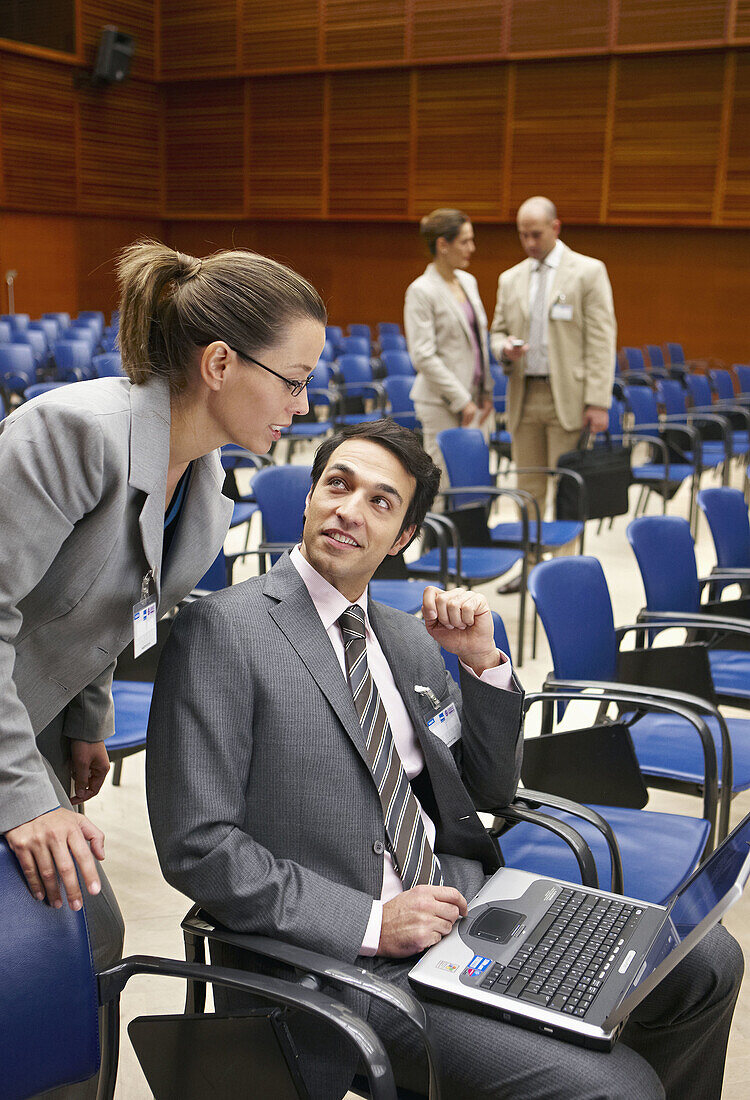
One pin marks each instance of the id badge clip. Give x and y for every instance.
(144, 618)
(444, 724)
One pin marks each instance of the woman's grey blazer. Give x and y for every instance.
(439, 340)
(83, 476)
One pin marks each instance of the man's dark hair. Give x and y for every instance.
(401, 442)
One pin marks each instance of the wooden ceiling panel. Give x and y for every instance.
(119, 158)
(737, 189)
(460, 140)
(368, 143)
(205, 147)
(286, 145)
(198, 37)
(643, 22)
(37, 128)
(132, 17)
(279, 35)
(456, 29)
(536, 29)
(558, 130)
(665, 138)
(368, 31)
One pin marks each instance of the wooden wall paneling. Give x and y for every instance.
(646, 23)
(119, 169)
(286, 145)
(537, 26)
(198, 37)
(132, 17)
(665, 138)
(737, 186)
(740, 30)
(559, 134)
(370, 143)
(36, 112)
(205, 147)
(279, 35)
(460, 140)
(366, 31)
(447, 29)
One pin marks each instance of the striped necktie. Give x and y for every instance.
(404, 826)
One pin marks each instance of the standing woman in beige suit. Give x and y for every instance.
(111, 498)
(447, 334)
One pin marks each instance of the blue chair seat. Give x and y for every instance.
(554, 534)
(403, 595)
(730, 671)
(662, 755)
(675, 843)
(243, 513)
(132, 703)
(477, 563)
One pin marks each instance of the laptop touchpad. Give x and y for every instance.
(496, 924)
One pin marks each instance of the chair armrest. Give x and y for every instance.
(519, 812)
(368, 1045)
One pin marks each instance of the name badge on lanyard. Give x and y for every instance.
(144, 618)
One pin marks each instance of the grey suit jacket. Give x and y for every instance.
(439, 340)
(581, 350)
(262, 804)
(81, 520)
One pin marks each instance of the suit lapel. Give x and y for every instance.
(296, 616)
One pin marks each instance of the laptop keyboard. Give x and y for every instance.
(566, 958)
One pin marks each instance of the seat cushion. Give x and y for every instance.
(652, 871)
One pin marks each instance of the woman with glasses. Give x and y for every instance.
(111, 509)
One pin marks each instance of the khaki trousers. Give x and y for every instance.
(539, 439)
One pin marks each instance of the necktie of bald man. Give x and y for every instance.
(405, 829)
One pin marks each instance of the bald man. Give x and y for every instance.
(554, 332)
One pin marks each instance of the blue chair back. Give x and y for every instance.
(108, 365)
(451, 660)
(466, 458)
(572, 600)
(401, 406)
(633, 358)
(48, 1008)
(665, 553)
(397, 362)
(354, 345)
(655, 355)
(723, 385)
(280, 493)
(698, 387)
(393, 341)
(672, 396)
(727, 515)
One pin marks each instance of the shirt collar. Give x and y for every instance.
(329, 602)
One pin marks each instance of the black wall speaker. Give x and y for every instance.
(113, 57)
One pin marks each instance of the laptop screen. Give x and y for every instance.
(712, 881)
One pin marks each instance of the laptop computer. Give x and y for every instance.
(572, 961)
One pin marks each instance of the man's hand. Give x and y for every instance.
(595, 418)
(514, 352)
(461, 622)
(52, 845)
(89, 765)
(418, 919)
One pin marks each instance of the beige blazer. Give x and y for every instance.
(581, 350)
(439, 340)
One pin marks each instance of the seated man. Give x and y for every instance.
(295, 790)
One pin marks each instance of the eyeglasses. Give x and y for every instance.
(294, 387)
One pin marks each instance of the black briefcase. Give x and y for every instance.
(606, 472)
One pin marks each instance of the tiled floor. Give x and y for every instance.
(152, 910)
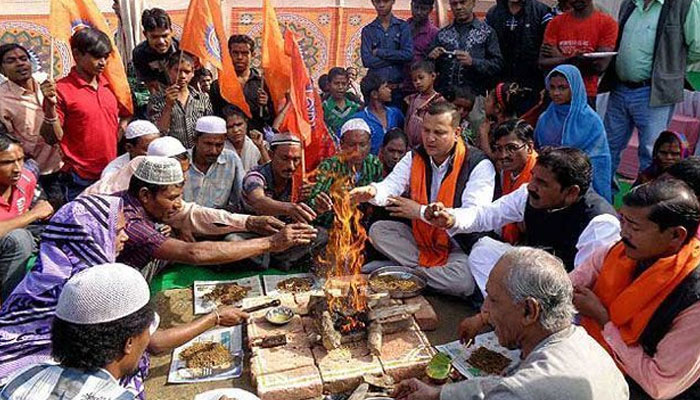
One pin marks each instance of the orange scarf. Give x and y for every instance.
(434, 243)
(511, 232)
(632, 302)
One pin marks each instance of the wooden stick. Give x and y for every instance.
(51, 46)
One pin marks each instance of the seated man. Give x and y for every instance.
(354, 160)
(96, 339)
(19, 207)
(138, 135)
(513, 150)
(639, 298)
(155, 193)
(216, 175)
(529, 307)
(560, 211)
(443, 169)
(251, 151)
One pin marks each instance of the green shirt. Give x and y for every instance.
(335, 117)
(372, 171)
(636, 52)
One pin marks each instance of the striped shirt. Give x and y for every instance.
(144, 237)
(182, 118)
(50, 381)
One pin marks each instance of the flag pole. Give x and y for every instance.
(51, 45)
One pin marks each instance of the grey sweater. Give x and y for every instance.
(567, 365)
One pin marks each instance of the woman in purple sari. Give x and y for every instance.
(85, 232)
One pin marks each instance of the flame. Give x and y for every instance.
(345, 250)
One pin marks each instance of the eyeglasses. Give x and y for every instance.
(510, 148)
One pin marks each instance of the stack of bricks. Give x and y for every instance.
(301, 370)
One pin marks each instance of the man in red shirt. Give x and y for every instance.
(574, 33)
(81, 113)
(17, 195)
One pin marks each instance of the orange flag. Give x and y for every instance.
(69, 16)
(202, 37)
(305, 117)
(275, 63)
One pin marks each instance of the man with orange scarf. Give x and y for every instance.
(443, 169)
(641, 298)
(513, 150)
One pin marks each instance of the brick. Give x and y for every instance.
(279, 359)
(342, 369)
(405, 354)
(296, 384)
(426, 317)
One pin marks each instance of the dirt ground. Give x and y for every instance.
(175, 308)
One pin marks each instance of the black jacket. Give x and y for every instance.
(520, 37)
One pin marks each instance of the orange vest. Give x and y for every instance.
(433, 242)
(511, 232)
(630, 301)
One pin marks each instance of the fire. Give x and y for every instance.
(345, 252)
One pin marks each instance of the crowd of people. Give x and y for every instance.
(474, 152)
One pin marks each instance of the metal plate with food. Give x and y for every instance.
(295, 283)
(210, 294)
(484, 357)
(213, 355)
(399, 282)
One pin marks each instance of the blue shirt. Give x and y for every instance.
(394, 119)
(394, 48)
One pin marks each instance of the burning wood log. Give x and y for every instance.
(387, 312)
(374, 338)
(331, 338)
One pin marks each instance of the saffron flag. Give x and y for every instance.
(275, 63)
(202, 37)
(69, 16)
(305, 116)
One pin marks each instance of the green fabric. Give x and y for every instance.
(328, 169)
(335, 117)
(179, 276)
(636, 52)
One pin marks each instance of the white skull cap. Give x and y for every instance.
(102, 293)
(160, 171)
(355, 124)
(140, 128)
(166, 146)
(211, 124)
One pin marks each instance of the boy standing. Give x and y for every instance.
(338, 108)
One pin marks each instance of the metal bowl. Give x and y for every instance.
(399, 272)
(279, 315)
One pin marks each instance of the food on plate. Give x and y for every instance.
(296, 285)
(227, 293)
(392, 283)
(206, 355)
(488, 361)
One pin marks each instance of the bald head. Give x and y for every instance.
(525, 272)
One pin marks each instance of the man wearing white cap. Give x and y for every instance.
(155, 194)
(103, 324)
(354, 160)
(216, 174)
(443, 169)
(138, 136)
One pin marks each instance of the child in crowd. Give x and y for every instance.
(463, 98)
(670, 147)
(423, 78)
(338, 108)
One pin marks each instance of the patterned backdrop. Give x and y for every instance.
(329, 36)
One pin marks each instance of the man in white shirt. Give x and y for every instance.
(444, 169)
(137, 136)
(560, 213)
(530, 308)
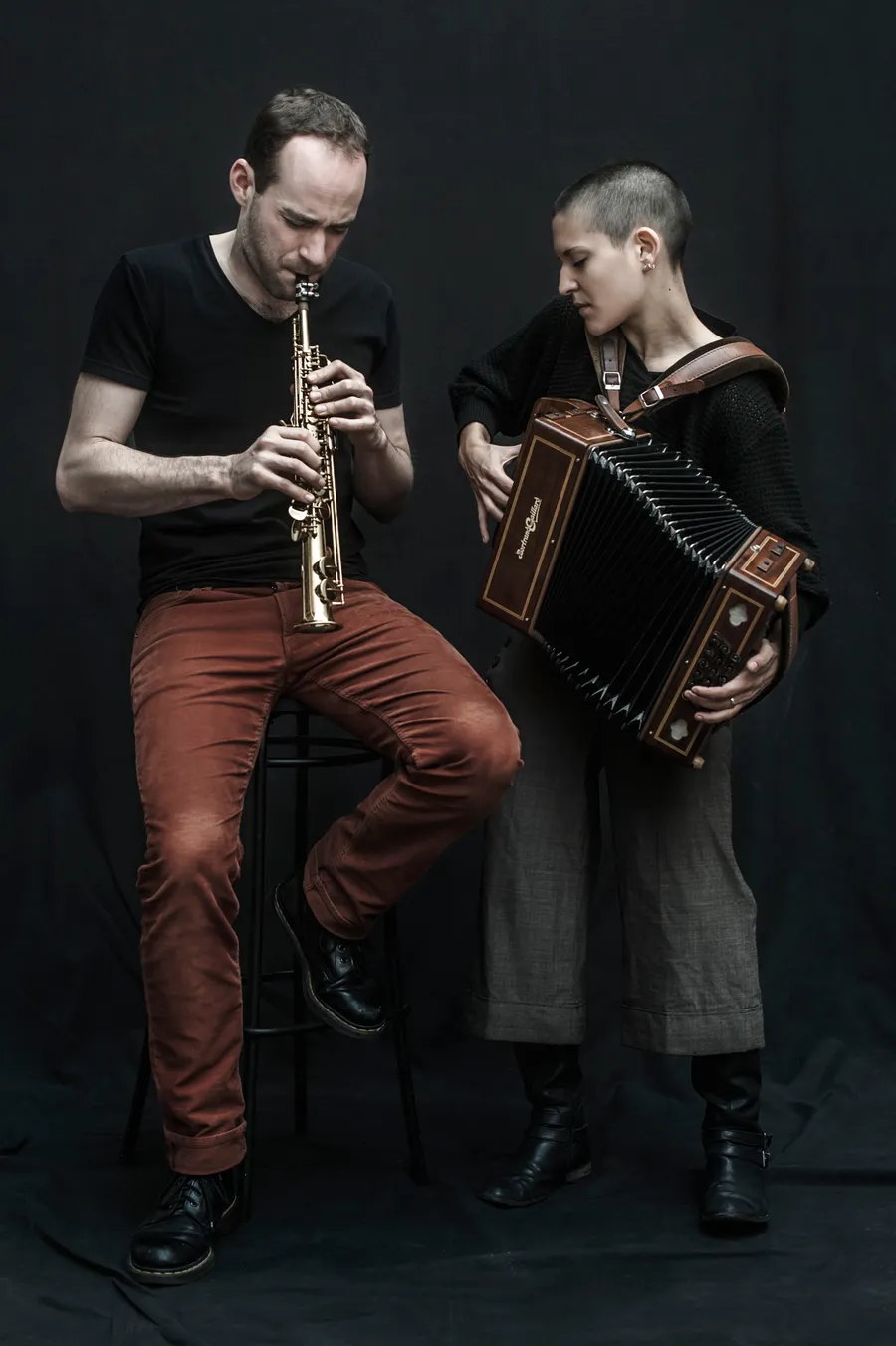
--------
• **WORK REQUIRED**:
Write out exactly the lines running from the one with "One pin marks each instance of the saffron" through the end of the material, both ends included, while leaving the pictures out.

• **SOLUTION TO THIS EXERCISE**:
One pin marks each instance of the saffron flag. Give x and y for every instance.
(275, 63)
(202, 37)
(69, 16)
(305, 116)
One pin marks each instance of the green fabric. Give x and y for every instance.
(328, 169)
(335, 117)
(179, 276)
(636, 52)
One pin marks each instance of the white skull cap. Give x and y for every instance.
(102, 293)
(160, 171)
(355, 124)
(140, 128)
(166, 146)
(211, 124)
One pin marks each instance of the boy standing. Give x and y for every instance.
(338, 108)
One pin marks each instance of the metal bowl. Give x and y for every instance.
(399, 272)
(279, 315)
One pin marks each instance of the food on plate. Give x and y for every instance.
(296, 285)
(227, 293)
(392, 283)
(206, 355)
(488, 361)
One pin marks each instance of the bald head. Give x and y for every instance.
(525, 272)
One pin marks each instance of the man wearing white cap. Give x and y for every instance.
(155, 194)
(103, 324)
(354, 160)
(216, 174)
(443, 169)
(138, 136)
One pin marks each instance of the child in crowd. Give x and y for every instance.
(463, 98)
(670, 147)
(423, 78)
(338, 108)
One pin marks each instance of the patterned backdrop. Give x and y for every instance.
(329, 36)
One pin marks each instance of the man in white shirt. Give x and y for every instance.
(444, 169)
(137, 136)
(560, 213)
(530, 308)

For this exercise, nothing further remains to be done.